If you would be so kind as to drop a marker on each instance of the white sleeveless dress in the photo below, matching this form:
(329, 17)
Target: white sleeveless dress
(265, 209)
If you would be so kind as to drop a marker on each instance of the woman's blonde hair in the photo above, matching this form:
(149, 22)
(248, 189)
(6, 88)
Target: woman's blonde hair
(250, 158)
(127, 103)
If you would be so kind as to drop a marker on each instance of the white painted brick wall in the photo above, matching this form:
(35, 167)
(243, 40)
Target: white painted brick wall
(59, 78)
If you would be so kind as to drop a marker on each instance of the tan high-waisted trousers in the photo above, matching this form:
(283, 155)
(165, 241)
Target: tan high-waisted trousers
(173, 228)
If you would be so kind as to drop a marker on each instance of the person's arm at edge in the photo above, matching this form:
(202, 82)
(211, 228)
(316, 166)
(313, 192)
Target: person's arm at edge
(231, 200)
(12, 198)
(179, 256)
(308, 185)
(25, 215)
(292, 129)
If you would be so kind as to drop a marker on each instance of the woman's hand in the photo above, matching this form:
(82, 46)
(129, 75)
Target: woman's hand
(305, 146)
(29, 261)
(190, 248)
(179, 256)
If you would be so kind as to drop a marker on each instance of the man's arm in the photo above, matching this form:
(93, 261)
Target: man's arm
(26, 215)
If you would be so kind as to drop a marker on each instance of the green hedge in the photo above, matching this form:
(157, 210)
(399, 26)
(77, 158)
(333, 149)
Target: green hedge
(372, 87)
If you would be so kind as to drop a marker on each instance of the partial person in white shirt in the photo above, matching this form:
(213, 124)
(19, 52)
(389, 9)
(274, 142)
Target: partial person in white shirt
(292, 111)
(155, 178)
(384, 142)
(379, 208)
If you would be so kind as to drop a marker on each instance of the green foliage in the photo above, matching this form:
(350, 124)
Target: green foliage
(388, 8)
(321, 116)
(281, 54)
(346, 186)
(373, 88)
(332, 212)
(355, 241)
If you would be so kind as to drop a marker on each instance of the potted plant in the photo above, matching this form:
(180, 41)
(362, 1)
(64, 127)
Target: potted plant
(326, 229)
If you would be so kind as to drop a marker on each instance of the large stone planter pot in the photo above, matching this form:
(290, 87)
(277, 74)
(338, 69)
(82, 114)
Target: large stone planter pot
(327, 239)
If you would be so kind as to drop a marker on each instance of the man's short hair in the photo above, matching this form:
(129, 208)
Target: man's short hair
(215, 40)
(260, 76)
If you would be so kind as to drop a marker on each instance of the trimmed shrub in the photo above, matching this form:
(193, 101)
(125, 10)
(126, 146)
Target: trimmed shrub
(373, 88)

■ **WORK TO BE COMPLETED**:
Reproduce the data shown above exactly.

■ **RESULT**:
If you would be so kind as to drop a marker on each instance of the white sleeveless dress in the photo below, matching this form:
(329, 17)
Target: white sleeveless dress
(265, 209)
If you would be so kind as to drop a marker on each instance of the woman's blonde hair in the photo above, matching this form:
(149, 22)
(248, 189)
(6, 88)
Target: woman's blonde hair
(250, 158)
(127, 103)
If you would be so kind as to drop a marker on each instance of the white painted brick wall in the photo above, matching this form:
(35, 167)
(243, 40)
Target: white painted brick wall
(59, 78)
If you would be so kind as to drop a marker on each instance of the tan high-waisted trousers in the photo above, matching this form:
(283, 155)
(165, 241)
Target: tan high-waisted trousers
(173, 228)
If you would be so kind as to drop a marker on each instance of the person's arm at edge in the photo above, matching this form:
(202, 82)
(211, 228)
(316, 166)
(313, 192)
Target: person's arm at edge
(231, 200)
(12, 198)
(179, 256)
(308, 185)
(25, 215)
(292, 129)
If you would be so kind as to drop a marker on each instance of the woman's hand in the photo above, matching this form:
(82, 46)
(129, 75)
Target: woman's hand
(305, 146)
(29, 261)
(190, 248)
(179, 256)
If you would be so kind as to drop a marker on each instance of the man's arm in the photo above, matching this form:
(93, 261)
Target: man's arm
(26, 215)
If you would be so kind as to drop a marker on each instance of the green hedge in the photo above, matching this form:
(157, 210)
(399, 26)
(77, 158)
(333, 149)
Target: green hedge
(372, 87)
If you would be so kind as to drop a marker on each instance of the partial person in white shirt in the photo above, matching this form:
(213, 124)
(19, 52)
(389, 9)
(274, 142)
Target: partial person in white shirt
(292, 111)
(155, 178)
(384, 142)
(379, 208)
If you would be so kind as to drop a marker on each instance of the green foliage in the photo above, matching this form:
(350, 124)
Target: green foliage
(388, 8)
(321, 116)
(281, 54)
(346, 186)
(373, 88)
(332, 212)
(355, 241)
If you would be so kind as to drop a marker on each instance of the potted plant in the photo above, matching this form:
(180, 41)
(362, 1)
(64, 127)
Target: potted plant
(326, 229)
If you would be so kind as to drop a marker on each instance of the large stone planter pot in the photo above, matching this form:
(290, 87)
(277, 74)
(338, 69)
(82, 114)
Target: large stone planter pot
(327, 239)
If you would be so kind as to drop a marker on each instance of the man's short hair in the photo above, matching this form:
(129, 208)
Target: man's short hair
(215, 40)
(260, 76)
If you would be so kind as to drop a marker on each instance of the trimmed shrub in the photo above, matching this form:
(193, 101)
(125, 10)
(126, 146)
Target: trimmed shrub
(373, 88)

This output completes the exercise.